» **Requirements**
Each entry below should be returned exactly as is, with the pictures removed.

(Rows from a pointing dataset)
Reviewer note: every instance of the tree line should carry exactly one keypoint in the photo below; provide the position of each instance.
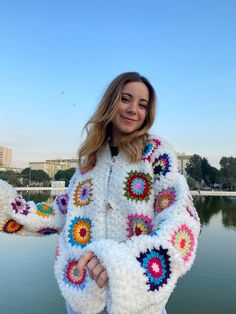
(36, 178)
(200, 174)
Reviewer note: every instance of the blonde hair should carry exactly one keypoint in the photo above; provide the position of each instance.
(98, 127)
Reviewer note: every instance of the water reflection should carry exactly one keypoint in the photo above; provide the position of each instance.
(208, 206)
(37, 197)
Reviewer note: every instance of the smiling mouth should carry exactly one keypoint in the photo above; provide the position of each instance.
(128, 119)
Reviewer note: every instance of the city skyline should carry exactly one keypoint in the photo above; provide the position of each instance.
(57, 58)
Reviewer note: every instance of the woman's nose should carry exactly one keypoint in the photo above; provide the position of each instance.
(132, 108)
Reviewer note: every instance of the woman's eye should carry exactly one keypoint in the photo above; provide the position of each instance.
(143, 106)
(125, 99)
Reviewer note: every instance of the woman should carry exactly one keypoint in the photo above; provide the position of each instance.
(130, 230)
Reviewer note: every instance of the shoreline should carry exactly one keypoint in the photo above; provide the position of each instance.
(195, 193)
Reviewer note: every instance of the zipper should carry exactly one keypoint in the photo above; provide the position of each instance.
(108, 206)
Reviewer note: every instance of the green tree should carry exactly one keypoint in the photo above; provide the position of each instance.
(210, 174)
(194, 168)
(34, 176)
(11, 177)
(64, 175)
(228, 172)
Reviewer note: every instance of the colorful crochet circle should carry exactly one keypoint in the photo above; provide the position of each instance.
(45, 210)
(47, 231)
(79, 231)
(138, 225)
(161, 166)
(57, 254)
(20, 206)
(83, 193)
(71, 274)
(11, 226)
(164, 199)
(149, 149)
(62, 202)
(156, 264)
(138, 186)
(183, 241)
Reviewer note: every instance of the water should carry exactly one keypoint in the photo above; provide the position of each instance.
(27, 284)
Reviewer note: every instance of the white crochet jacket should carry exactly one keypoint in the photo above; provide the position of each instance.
(137, 218)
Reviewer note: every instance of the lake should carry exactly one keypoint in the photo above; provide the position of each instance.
(27, 284)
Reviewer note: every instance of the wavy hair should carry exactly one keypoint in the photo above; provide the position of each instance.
(99, 126)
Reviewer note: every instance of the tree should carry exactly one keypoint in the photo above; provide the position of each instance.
(228, 172)
(64, 175)
(30, 175)
(210, 174)
(194, 168)
(11, 177)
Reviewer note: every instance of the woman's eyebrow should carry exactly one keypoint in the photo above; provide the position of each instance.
(128, 94)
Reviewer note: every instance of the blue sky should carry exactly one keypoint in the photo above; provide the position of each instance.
(57, 57)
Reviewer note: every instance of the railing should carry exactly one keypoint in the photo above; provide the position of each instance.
(200, 192)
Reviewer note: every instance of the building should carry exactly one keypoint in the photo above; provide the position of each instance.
(182, 162)
(53, 165)
(5, 157)
(39, 165)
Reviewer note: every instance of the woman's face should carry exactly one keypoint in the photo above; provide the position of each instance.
(132, 110)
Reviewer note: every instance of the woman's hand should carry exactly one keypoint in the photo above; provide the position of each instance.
(96, 271)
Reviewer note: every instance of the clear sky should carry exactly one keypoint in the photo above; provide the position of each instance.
(57, 57)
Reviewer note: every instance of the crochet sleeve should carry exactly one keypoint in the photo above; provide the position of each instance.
(143, 271)
(18, 216)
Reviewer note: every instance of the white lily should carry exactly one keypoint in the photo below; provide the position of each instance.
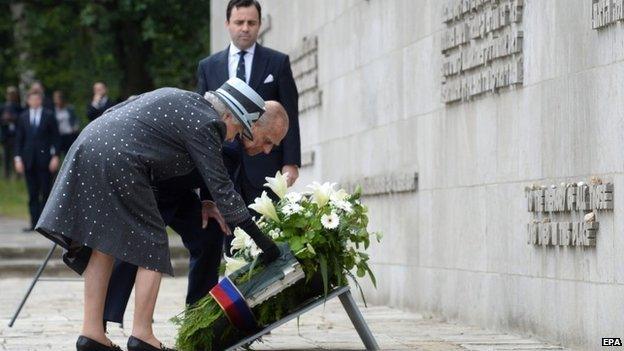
(233, 264)
(279, 183)
(321, 192)
(264, 205)
(339, 195)
(240, 241)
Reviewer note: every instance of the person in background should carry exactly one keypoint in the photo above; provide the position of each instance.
(37, 146)
(268, 72)
(100, 101)
(47, 103)
(8, 120)
(67, 121)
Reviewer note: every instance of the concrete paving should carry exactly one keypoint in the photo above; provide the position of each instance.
(51, 318)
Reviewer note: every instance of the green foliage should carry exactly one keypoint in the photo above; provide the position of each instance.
(325, 229)
(133, 46)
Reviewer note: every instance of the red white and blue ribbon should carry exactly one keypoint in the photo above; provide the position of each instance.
(234, 305)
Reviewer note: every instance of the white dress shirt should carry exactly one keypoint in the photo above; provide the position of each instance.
(233, 58)
(35, 117)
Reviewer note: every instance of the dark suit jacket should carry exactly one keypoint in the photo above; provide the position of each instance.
(37, 146)
(93, 113)
(212, 72)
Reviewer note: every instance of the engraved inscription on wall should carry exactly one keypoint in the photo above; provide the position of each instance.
(606, 12)
(304, 64)
(384, 184)
(567, 215)
(481, 47)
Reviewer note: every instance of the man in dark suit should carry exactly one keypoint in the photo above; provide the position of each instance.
(37, 146)
(267, 72)
(100, 101)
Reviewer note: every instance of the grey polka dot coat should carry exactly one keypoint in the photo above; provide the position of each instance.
(102, 197)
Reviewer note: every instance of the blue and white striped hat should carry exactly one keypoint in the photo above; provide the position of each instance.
(243, 101)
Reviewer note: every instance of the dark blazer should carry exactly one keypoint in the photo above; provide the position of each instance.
(212, 72)
(37, 146)
(93, 112)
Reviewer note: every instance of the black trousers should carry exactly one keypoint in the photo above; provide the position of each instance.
(182, 212)
(7, 160)
(39, 184)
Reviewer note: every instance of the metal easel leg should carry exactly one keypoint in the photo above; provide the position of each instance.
(358, 321)
(32, 285)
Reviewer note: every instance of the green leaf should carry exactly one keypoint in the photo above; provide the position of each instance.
(371, 275)
(323, 266)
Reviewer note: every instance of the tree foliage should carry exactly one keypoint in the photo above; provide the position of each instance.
(132, 45)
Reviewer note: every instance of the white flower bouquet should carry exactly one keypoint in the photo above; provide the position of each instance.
(326, 230)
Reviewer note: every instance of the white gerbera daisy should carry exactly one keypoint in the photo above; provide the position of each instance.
(330, 221)
(343, 205)
(290, 209)
(293, 197)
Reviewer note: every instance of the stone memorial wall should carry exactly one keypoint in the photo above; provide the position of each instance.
(481, 47)
(304, 64)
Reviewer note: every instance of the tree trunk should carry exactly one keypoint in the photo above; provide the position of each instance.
(132, 54)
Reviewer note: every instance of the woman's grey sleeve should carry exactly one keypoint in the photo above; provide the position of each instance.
(205, 150)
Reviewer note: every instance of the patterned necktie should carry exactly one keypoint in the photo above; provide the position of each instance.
(240, 70)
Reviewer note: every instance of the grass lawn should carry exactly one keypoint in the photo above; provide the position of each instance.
(13, 198)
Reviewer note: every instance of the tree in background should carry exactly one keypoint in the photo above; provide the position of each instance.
(132, 45)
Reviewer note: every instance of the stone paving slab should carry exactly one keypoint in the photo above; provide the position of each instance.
(51, 320)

» **Output below**
Reviewer note: every instance of the tree line should carry exactly one keypoint in the photo below; provide the position of each instance.
(36, 178)
(200, 174)
Reviewer note: every instance of the blonde hair should carry exactly one keypoint in the photo above; provide the position of each instance.
(98, 127)
Reviewer note: every instance of the water reflection should carry exactly one keypoint in the photo above; provide the position of each instance.
(208, 206)
(37, 197)
Reviewer note: every instance of the smiling mouth should carry exactly one keypoint in the photo above; provide the position of each instance.
(128, 119)
Reviewer note: every instance of the city skyline should carry exactly one keypoint in the photo above; provide the position of each instance.
(57, 58)
Reviewer note: every instance of the woman's nose should carry exactly one keypoint in the photo above; provide the position of each instance.
(132, 108)
Reviewer note: every instance of the woman's eye should carry exactly one keypoint in the photo above; provide the position of each instance.
(143, 106)
(125, 99)
Reviewer note: every instance of the woman should carry exactly one keypoint in the photo above; provide the position of each instance.
(130, 230)
Reviewer note: every instance of the shoreline should carry exactly one keypoint in the photo above; provide the position of each instance.
(195, 193)
Reviewer note: every instance of the zipper should carry exactly one keypoint in the photo above; provide the position of each instance.
(108, 206)
Reviewer note: every instance of the green tree should carry exactly one keypoint in the photo above; provide the position of each instance.
(210, 174)
(194, 168)
(34, 176)
(11, 177)
(64, 175)
(228, 172)
Reviewer note: every instance of the colorful crochet circle should carry exactly one keypoint in the photo above; provide the position of each instance.
(45, 210)
(47, 231)
(79, 231)
(138, 225)
(161, 166)
(57, 254)
(20, 206)
(83, 193)
(71, 274)
(11, 226)
(164, 199)
(149, 149)
(62, 202)
(156, 264)
(138, 186)
(183, 241)
Reviewer note: every instance of the water should carry exactly one keypoint in the photo above; provide the position of each instance.
(27, 284)
Reviewer note: every instance of the white crochet jacket should carry exactly one keypoint in the photo above; provide the position of each instance.
(137, 218)
Reviewer note: every instance of the lake should carry exactly one keypoint in the photo above; provide the position of each instance.
(27, 284)
Reviewer note: every instance of the wavy hair should carry exactly one keypoint in the photo above; provide the position of each instance.
(99, 126)
Reviewer note: every instance of the tree should carry exactly one keypoint in the photo above; provide the position of each instance.
(228, 172)
(64, 175)
(30, 175)
(210, 174)
(194, 168)
(11, 177)
Reviewer note: every instance of the woman's eyebrow should carry exactly one keypoint in the photo above; provide the position of each instance.
(128, 94)
Reviewer note: every instance of the blue sky should carry exactly one keypoint in the photo above; provide the position of each instance.
(57, 57)
Reviewer note: every instance of the railing should carry exactly one keypoint in the photo above; provide the position of each instance.
(200, 192)
Reviewer note: every instance of the building should carry exactly one keypoint in the photo above; provide the position of each instance.
(182, 162)
(53, 165)
(5, 157)
(39, 165)
Reviewer note: every instance of the woman's face should carry exactly one keypoint in the photo above; provide the position of each instance.
(132, 110)
Reviewer note: every instance of the woman's hand should carry exactly one keypoint in the photo above; provide the position of each instance.
(96, 271)
Reviewer note: every instance of the clear sky should carry exactly one keypoint in the photo above; provide the position of each instance.
(57, 57)
Reviewer note: every instance of the crochet sleeve should carry exactly one keypoint in the photo above; provide the position of each instance.
(143, 271)
(18, 216)
Reviewer note: every instance of the white lily should carry exactly one keypoint in the photo below; provide the position of each instance.
(233, 264)
(279, 183)
(321, 192)
(264, 205)
(339, 195)
(240, 241)
Reviewer note: every instance of the person in background should carry exactly one keypoint in the photo above; provide the position of each instance.
(37, 146)
(268, 72)
(100, 101)
(47, 103)
(8, 120)
(67, 121)
Reviewer note: every instance of the concrete paving should carry exactly one keypoint in the photo above; provide the position of each instance.
(51, 318)
Reviewer note: every instance of the green foliage should carry exactly one keypoint in the photo above; provide the position of each instance.
(325, 229)
(133, 46)
Reviewer note: every instance of the red white and blue ribbon should carry exactly one keypoint in the photo above; provide the position of each instance.
(234, 305)
Reviewer note: every instance of the white dress shirt should carry exactly one keypoint in the photo above; provide the position of each instance.
(233, 58)
(35, 117)
Reviewer note: every instance of the dark suit jacket should carry exactly one keypoint in the photo above; provide the position of each instance.
(37, 146)
(93, 113)
(212, 72)
Reviewer note: every instance of the engraved inscription on wall should carry exactly one keypoint in the photo above; provide the position of each instance.
(606, 12)
(304, 64)
(384, 184)
(567, 215)
(481, 47)
Reviewer note: every instance of the man in dark suit should carry exactly one keypoint in the photo above; provide the position of each instance.
(37, 146)
(267, 72)
(100, 101)
Reviewer note: every instance of the grey polka dot coat should carry exactly one keypoint in the photo above; provide the position of each instance.
(102, 197)
Reviewer note: every instance of the blue and white striped hat should carry exactly one keypoint in the photo above; provide the position of each instance.
(243, 101)
Reviewer note: every instance of the dark blazer should carry exactly one keypoint in the photo above; provide the position of each instance.
(212, 72)
(37, 146)
(93, 112)
Reviewer note: every instance of the black trousers should carry exactly one keypoint in the photo above; provide the position of each instance.
(182, 212)
(7, 160)
(39, 184)
Reviewer note: every instance of the metal easel leg should carry exactly one keypoint in the photo above; provide the position of each instance.
(358, 321)
(32, 285)
Reviewer note: every instance of the green leaf should carry exactly one keypoint in the photo above; provide the position of each instance.
(371, 275)
(323, 266)
Reviewer note: every instance of the tree foliage should carry exactly one keypoint in the photo above; provide the position of each instance.
(132, 45)
Reviewer note: every instance of the white flower bouquet should carry exactly one keypoint in the photo above; provide the position of each instance.
(326, 230)
Reviewer note: every instance of the white gerbera daisy should carry exactly one keypoint in the photo above; provide the position of each instance.
(330, 221)
(343, 205)
(290, 209)
(293, 197)
Reviewer note: every instance of the stone memorial wall should carry exactly one keypoint in the photo above; provide the position of each instance.
(481, 47)
(304, 64)
Reviewer note: every instance of the tree trunk should carry exactly one keypoint in the photo above; provide the position of each instance.
(132, 54)
Reviewer note: every instance of the woman's grey sleeve should carry exactly one keypoint in the photo above; provide the position of each instance.
(205, 150)
Reviewer note: every instance of the patterned necktie should carry exactly one keypoint in the photo above; provide the position of each instance.
(240, 70)
Reviewer note: every instance of the grass lawn should carry exactly one keypoint in the photo above; provide the position of each instance.
(13, 198)
Reviewer note: every instance of the tree in background should carry exactly one keypoint in the photo above; provide the position of each instance.
(132, 45)
Reviewer note: every instance of the stone paving slab should carry exactly one keypoint in the photo above; provide the position of each instance.
(51, 320)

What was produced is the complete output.